- **Exercise details**
Would you please return the lines of the entries below starting at the line that has "Target: collapsed roof" and ending at the line that has "Would you kindly pick out the debris", both included, exactly as they are?

- **Provided entries**
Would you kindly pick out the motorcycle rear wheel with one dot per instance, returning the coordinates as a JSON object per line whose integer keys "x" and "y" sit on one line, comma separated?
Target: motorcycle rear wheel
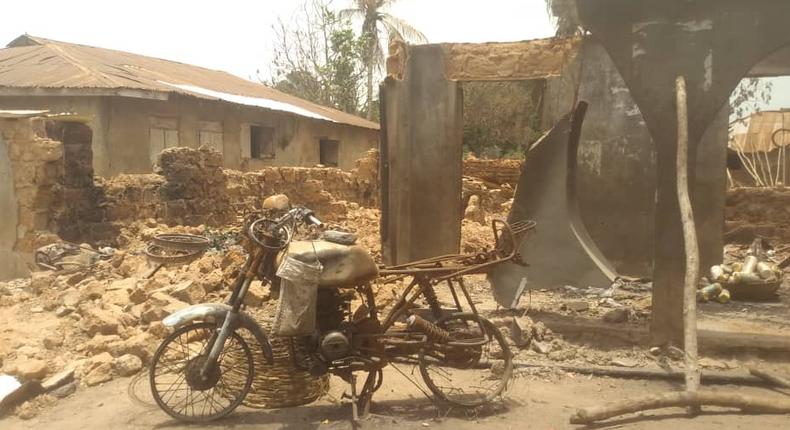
{"x": 178, "y": 386}
{"x": 467, "y": 376}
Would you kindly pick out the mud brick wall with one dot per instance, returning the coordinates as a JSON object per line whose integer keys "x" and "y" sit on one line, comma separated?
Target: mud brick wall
{"x": 751, "y": 212}
{"x": 37, "y": 168}
{"x": 494, "y": 171}
{"x": 189, "y": 187}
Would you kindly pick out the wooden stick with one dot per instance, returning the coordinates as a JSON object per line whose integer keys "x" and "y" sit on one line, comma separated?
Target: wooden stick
{"x": 711, "y": 377}
{"x": 690, "y": 244}
{"x": 776, "y": 379}
{"x": 746, "y": 403}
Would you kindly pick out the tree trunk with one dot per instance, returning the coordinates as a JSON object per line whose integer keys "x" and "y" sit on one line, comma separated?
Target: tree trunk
{"x": 691, "y": 247}
{"x": 369, "y": 97}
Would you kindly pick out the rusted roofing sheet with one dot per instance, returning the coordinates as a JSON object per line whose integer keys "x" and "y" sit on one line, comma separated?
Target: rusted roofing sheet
{"x": 530, "y": 59}
{"x": 34, "y": 62}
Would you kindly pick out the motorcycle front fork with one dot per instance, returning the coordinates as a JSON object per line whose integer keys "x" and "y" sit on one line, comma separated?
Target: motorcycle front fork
{"x": 217, "y": 341}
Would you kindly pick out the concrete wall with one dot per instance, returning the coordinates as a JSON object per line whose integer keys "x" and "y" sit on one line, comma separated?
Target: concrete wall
{"x": 121, "y": 130}
{"x": 31, "y": 172}
{"x": 617, "y": 165}
{"x": 10, "y": 264}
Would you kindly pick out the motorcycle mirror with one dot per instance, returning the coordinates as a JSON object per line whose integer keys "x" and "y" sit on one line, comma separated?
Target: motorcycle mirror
{"x": 277, "y": 202}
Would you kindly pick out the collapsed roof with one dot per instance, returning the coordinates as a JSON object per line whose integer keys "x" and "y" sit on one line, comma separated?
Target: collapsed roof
{"x": 31, "y": 64}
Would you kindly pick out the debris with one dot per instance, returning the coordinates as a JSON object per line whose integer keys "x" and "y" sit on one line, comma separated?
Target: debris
{"x": 100, "y": 321}
{"x": 540, "y": 347}
{"x": 64, "y": 391}
{"x": 29, "y": 369}
{"x": 128, "y": 365}
{"x": 618, "y": 315}
{"x": 99, "y": 374}
{"x": 745, "y": 403}
{"x": 189, "y": 291}
{"x": 521, "y": 331}
{"x": 19, "y": 395}
{"x": 775, "y": 379}
{"x": 58, "y": 380}
{"x": 577, "y": 306}
{"x": 624, "y": 362}
{"x": 8, "y": 384}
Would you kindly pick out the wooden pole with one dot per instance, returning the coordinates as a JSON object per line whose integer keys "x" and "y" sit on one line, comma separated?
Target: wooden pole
{"x": 746, "y": 403}
{"x": 691, "y": 247}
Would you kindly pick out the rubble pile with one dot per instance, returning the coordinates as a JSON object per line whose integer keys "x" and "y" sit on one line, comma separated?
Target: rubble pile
{"x": 493, "y": 172}
{"x": 104, "y": 322}
{"x": 191, "y": 188}
{"x": 753, "y": 212}
{"x": 37, "y": 167}
{"x": 482, "y": 197}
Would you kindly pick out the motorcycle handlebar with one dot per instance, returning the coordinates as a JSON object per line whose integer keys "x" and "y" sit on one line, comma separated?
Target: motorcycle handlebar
{"x": 312, "y": 219}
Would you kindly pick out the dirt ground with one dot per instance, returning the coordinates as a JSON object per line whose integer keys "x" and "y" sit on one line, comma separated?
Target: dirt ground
{"x": 538, "y": 398}
{"x": 530, "y": 403}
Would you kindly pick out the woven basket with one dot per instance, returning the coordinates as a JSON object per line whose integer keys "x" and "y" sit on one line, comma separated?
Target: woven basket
{"x": 280, "y": 384}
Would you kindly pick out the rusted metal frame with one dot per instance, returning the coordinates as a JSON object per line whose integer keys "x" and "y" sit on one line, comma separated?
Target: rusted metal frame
{"x": 401, "y": 304}
{"x": 455, "y": 295}
{"x": 433, "y": 260}
{"x": 467, "y": 295}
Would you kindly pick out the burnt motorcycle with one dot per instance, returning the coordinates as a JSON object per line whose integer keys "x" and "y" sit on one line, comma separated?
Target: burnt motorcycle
{"x": 204, "y": 369}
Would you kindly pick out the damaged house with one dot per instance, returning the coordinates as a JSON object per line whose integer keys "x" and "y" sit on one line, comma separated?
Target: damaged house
{"x": 136, "y": 106}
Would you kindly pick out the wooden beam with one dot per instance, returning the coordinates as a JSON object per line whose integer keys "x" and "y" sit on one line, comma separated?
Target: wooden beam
{"x": 82, "y": 92}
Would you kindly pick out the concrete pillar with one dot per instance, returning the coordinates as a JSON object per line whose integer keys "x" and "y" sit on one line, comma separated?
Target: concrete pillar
{"x": 713, "y": 44}
{"x": 421, "y": 167}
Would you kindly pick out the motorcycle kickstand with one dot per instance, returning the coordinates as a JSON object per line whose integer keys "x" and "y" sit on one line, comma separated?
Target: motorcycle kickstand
{"x": 354, "y": 406}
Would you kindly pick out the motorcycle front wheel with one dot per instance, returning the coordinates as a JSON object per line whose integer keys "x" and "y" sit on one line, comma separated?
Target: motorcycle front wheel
{"x": 186, "y": 393}
{"x": 472, "y": 367}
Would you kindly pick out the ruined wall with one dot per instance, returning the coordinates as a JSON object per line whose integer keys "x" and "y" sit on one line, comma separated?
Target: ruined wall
{"x": 752, "y": 212}
{"x": 494, "y": 171}
{"x": 31, "y": 169}
{"x": 121, "y": 131}
{"x": 190, "y": 187}
{"x": 617, "y": 165}
{"x": 91, "y": 109}
{"x": 296, "y": 138}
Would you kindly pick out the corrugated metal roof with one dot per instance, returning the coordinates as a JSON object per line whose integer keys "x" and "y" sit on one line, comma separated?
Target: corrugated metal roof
{"x": 34, "y": 62}
{"x": 756, "y": 133}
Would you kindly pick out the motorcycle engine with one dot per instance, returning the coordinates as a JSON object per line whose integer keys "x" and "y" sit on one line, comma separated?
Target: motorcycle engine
{"x": 335, "y": 345}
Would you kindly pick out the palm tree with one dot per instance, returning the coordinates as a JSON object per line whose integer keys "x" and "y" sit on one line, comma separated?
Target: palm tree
{"x": 377, "y": 26}
{"x": 566, "y": 16}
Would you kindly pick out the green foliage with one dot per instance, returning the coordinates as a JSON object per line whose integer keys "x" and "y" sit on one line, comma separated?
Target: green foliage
{"x": 565, "y": 16}
{"x": 749, "y": 97}
{"x": 377, "y": 26}
{"x": 317, "y": 57}
{"x": 501, "y": 119}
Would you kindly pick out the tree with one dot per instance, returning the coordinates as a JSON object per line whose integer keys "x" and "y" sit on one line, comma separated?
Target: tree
{"x": 566, "y": 16}
{"x": 501, "y": 119}
{"x": 749, "y": 97}
{"x": 317, "y": 57}
{"x": 377, "y": 23}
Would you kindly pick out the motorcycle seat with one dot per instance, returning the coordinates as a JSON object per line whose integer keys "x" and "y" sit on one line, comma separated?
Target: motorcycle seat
{"x": 343, "y": 266}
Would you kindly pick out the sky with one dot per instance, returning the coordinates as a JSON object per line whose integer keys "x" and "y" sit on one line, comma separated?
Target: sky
{"x": 235, "y": 35}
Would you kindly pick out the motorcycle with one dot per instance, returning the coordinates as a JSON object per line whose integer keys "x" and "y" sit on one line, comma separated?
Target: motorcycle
{"x": 203, "y": 370}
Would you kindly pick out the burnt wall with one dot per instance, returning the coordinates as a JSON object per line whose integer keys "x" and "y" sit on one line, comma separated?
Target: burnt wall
{"x": 31, "y": 170}
{"x": 190, "y": 187}
{"x": 617, "y": 165}
{"x": 752, "y": 212}
{"x": 494, "y": 171}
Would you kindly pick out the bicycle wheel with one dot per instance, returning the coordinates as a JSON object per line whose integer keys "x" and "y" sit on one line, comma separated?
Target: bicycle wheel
{"x": 175, "y": 376}
{"x": 470, "y": 369}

- **Task result**
Target: collapsed roof
{"x": 31, "y": 64}
Would you kindly pick out the debris with one dot per instance, returning the coordinates as a JSON object per line whose integer keys "x" and "y" sit on one line, comma separated?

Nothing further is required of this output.